● Task prompt:
Convert the lines below into a Markdown table with the columns "Row" and "Line," giving each line a row number and skipping any blank lines. Leave the pictures out of the table.

((

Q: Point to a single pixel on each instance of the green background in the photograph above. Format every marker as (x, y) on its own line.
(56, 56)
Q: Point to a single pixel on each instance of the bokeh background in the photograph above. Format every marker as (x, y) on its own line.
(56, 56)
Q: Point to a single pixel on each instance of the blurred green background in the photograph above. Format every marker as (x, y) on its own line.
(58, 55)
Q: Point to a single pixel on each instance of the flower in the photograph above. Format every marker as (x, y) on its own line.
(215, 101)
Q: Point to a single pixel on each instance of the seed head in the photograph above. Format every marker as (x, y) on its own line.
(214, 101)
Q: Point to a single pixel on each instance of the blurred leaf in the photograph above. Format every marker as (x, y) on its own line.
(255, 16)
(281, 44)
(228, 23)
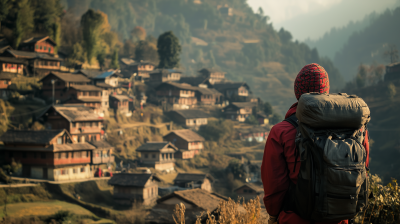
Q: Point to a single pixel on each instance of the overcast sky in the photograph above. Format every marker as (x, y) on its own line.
(312, 18)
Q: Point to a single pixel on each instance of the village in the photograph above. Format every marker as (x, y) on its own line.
(75, 142)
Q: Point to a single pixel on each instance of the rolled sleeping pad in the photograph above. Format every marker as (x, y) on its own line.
(332, 110)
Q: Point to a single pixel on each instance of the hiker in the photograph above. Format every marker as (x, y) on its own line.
(281, 161)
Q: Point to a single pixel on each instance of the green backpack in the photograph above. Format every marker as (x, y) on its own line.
(332, 183)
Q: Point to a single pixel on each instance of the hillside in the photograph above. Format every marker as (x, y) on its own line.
(244, 44)
(368, 45)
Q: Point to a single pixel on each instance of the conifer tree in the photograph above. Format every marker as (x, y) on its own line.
(169, 50)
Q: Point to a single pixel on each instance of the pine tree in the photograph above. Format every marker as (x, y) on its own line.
(114, 60)
(169, 50)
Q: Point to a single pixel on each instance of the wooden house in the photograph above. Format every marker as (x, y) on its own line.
(39, 64)
(38, 44)
(250, 191)
(120, 103)
(180, 95)
(62, 83)
(132, 188)
(110, 78)
(197, 203)
(206, 96)
(5, 81)
(159, 155)
(189, 118)
(81, 122)
(213, 75)
(47, 154)
(233, 90)
(239, 111)
(13, 65)
(187, 141)
(392, 72)
(164, 75)
(194, 180)
(87, 95)
(103, 154)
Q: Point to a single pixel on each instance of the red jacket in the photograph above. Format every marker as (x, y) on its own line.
(278, 160)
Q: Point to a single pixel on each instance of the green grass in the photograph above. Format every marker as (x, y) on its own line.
(20, 210)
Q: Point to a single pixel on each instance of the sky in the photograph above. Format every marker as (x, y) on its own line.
(312, 18)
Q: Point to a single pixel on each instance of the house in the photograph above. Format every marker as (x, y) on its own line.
(13, 65)
(197, 203)
(132, 188)
(61, 82)
(38, 44)
(5, 81)
(120, 103)
(81, 122)
(206, 96)
(225, 10)
(39, 64)
(214, 75)
(189, 118)
(233, 90)
(194, 180)
(87, 95)
(110, 78)
(250, 191)
(392, 72)
(239, 111)
(47, 154)
(257, 134)
(180, 95)
(159, 155)
(164, 75)
(103, 153)
(187, 141)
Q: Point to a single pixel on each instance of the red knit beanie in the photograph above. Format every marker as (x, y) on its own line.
(311, 78)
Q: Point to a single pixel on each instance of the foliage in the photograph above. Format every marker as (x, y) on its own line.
(168, 49)
(228, 212)
(391, 90)
(114, 60)
(217, 130)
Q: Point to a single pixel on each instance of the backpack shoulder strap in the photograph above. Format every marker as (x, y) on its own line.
(292, 120)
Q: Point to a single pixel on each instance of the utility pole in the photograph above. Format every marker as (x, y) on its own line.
(52, 82)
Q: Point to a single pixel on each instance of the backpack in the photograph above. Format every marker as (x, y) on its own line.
(332, 182)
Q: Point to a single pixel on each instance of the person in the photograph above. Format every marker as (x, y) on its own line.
(279, 153)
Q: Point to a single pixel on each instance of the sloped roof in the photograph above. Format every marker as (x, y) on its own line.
(156, 147)
(183, 86)
(77, 113)
(198, 197)
(131, 179)
(33, 40)
(30, 137)
(101, 144)
(86, 87)
(90, 73)
(187, 135)
(13, 60)
(256, 188)
(190, 114)
(196, 177)
(107, 74)
(120, 97)
(68, 77)
(32, 55)
(229, 85)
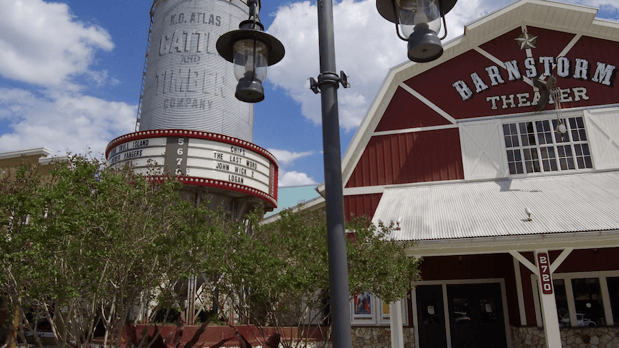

))

● Solution below:
| Row | Line |
|---|---|
| 1 | Q: Point to a single pixel on each instance of the green background in the photograph above. Format every marker as (x, y) on its own line. |
| 2 | (56, 56) |
| 3 | Q: Point to a single pixel on each instance of the bokeh background in the photograph above. Format every marker as (x, y) on its own line. |
| 4 | (56, 56) |
| 5 | Q: Point to a single pixel on each instance of the blurred green background in the photograph above. Format every marker as (x, y) on its own line. |
| 6 | (58, 55) |
| 7 | Q: Point to a single pixel on each instance of the flower in the photograph above. Format every marker as (x, y) on its own line. |
| 8 | (215, 101) |
| 9 | Q: Point to a single pixel on each instance of the seed head in the photograph above. Format every marker as (x, y) on its own line. |
| 10 | (214, 101) |
| 11 | Q: Point to a single pixel on each instance of the blurred leaf in the photograph above. Format every marker as (x, y) on its own line. |
| 12 | (255, 16) |
| 13 | (281, 44) |
| 14 | (228, 23) |
| 15 | Q: Point to a single pixel on each instance of the overcast sky in the photograph above. Format every marker as (x, y) on its own line. |
| 16 | (312, 18) |
| 17 | Q: Point to a single pixel on each instance of the village in the photograph above. Format every marker as (x, y) on its own line. |
| 18 | (75, 142) |
| 19 | Q: Point to a single pixel on each instance of the rolled sleeping pad in the photograph above. Format every marker as (x, y) on its own line. |
| 20 | (332, 110) |
| 21 | Q: Point to a single pixel on each instance of the hiker in the photograph above. Format every marker as (x, y) on its own line. |
| 22 | (281, 161) |
| 23 | Q: Point to a single pixel on each instance of the green backpack in the photograph above. Format every marker as (x, y) on its own line. |
| 24 | (332, 183) |
| 25 | Q: Point to a single pixel on each instance of the hillside in the photograph above. Format every marker as (x, y) on its own line. |
| 26 | (244, 44) |
| 27 | (368, 45) |
| 28 | Q: Point to a single pixel on each instance of the conifer tree in the photograph above. Format every marker as (x, y) on its own line. |
| 29 | (169, 50) |
| 30 | Q: Point to a single pixel on each instance of the pine tree in the photograph above. Format every marker as (x, y) on its own line. |
| 31 | (114, 60) |
| 32 | (169, 50) |
| 33 | Q: Point to a single pixel on each instance of the wooden house in the photograph above. Format every marker as (x, y) on its own line. |
| 34 | (39, 64) |
| 35 | (38, 44) |
| 36 | (250, 191) |
| 37 | (120, 103) |
| 38 | (180, 95) |
| 39 | (62, 83) |
| 40 | (132, 188) |
| 41 | (110, 78) |
| 42 | (197, 203) |
| 43 | (206, 96) |
| 44 | (5, 81) |
| 45 | (159, 155) |
| 46 | (189, 118) |
| 47 | (81, 122) |
| 48 | (213, 75) |
| 49 | (47, 154) |
| 50 | (233, 90) |
| 51 | (239, 111) |
| 52 | (13, 65) |
| 53 | (187, 141) |
| 54 | (392, 72) |
| 55 | (164, 75) |
| 56 | (194, 180) |
| 57 | (87, 95) |
| 58 | (103, 154) |
| 59 | Q: Point to a single pixel on each instance of the red jacket in the photograph above. Format every marker as (x, y) on its own line. |
| 60 | (278, 160) |
| 61 | Q: Point to a single pixel on each instance of the green grass in the photograph above. Format every marker as (x, y) on its own line. |
| 62 | (20, 210) |
| 63 | Q: Point to a single pixel on each instance of the sky in the photograph above. Format every marker as (x, y) on its own line. |
| 64 | (312, 18) |
| 65 | Q: Point to a single pixel on each instance of the house in the photograph above. Format every marker as (x, y) on its own line. |
| 66 | (13, 65) |
| 67 | (197, 203) |
| 68 | (132, 188) |
| 69 | (61, 82) |
| 70 | (38, 44) |
| 71 | (5, 81) |
| 72 | (120, 103) |
| 73 | (81, 122) |
| 74 | (206, 96) |
| 75 | (225, 10) |
| 76 | (39, 64) |
| 77 | (214, 75) |
| 78 | (189, 118) |
| 79 | (233, 90) |
| 80 | (194, 180) |
| 81 | (87, 95) |
| 82 | (110, 78) |
| 83 | (250, 191) |
| 84 | (392, 72) |
| 85 | (239, 111) |
| 86 | (47, 154) |
| 87 | (257, 134) |
| 88 | (180, 95) |
| 89 | (159, 155) |
| 90 | (164, 75) |
| 91 | (103, 153) |
| 92 | (187, 141) |
| 93 | Q: Point to a single pixel on each instance of the red knit beanie in the photograph above. Format every marker as (x, y) on its own line. |
| 94 | (311, 78) |
| 95 | Q: Point to a single pixel on each instance of the foliage in the photograph above. Format every marker as (x, y) on its own line. |
| 96 | (168, 49) |
| 97 | (228, 212) |
| 98 | (391, 90) |
| 99 | (114, 60) |
| 100 | (217, 130) |
| 101 | Q: Point to a single pixel on each instance of the backpack shoulder strap in the photograph above. Format every marker as (x, y) on its own line. |
| 102 | (292, 120) |
| 103 | Q: Point to a single pixel on each instance of the utility pole in the photograph above. Format every marker as (x, y) on its own line. |
| 104 | (52, 82) |
| 105 | Q: Point to a single pixel on each instance of the backpack in the photograph above. Format every marker as (x, y) on its own line. |
| 106 | (332, 182) |
| 107 | Q: Point to a single pixel on each instance of the person in the photograph above. Format every marker as (x, y) on its own line. |
| 108 | (279, 153) |
| 109 | Q: Point to a single pixel on each instance of the sloped roof in the photograph above. Format every marker as (x, y) on its own line. |
| 110 | (156, 147) |
| 111 | (183, 86) |
| 112 | (77, 113) |
| 113 | (198, 197) |
| 114 | (131, 179) |
| 115 | (33, 40) |
| 116 | (30, 137) |
| 117 | (101, 144) |
| 118 | (86, 87) |
| 119 | (90, 73) |
| 120 | (187, 135) |
| 121 | (13, 60) |
| 122 | (256, 188) |
| 123 | (190, 114) |
| 124 | (196, 177) |
| 125 | (107, 74) |
| 126 | (120, 97) |
| 127 | (68, 77) |
| 128 | (32, 55) |
| 129 | (229, 85) |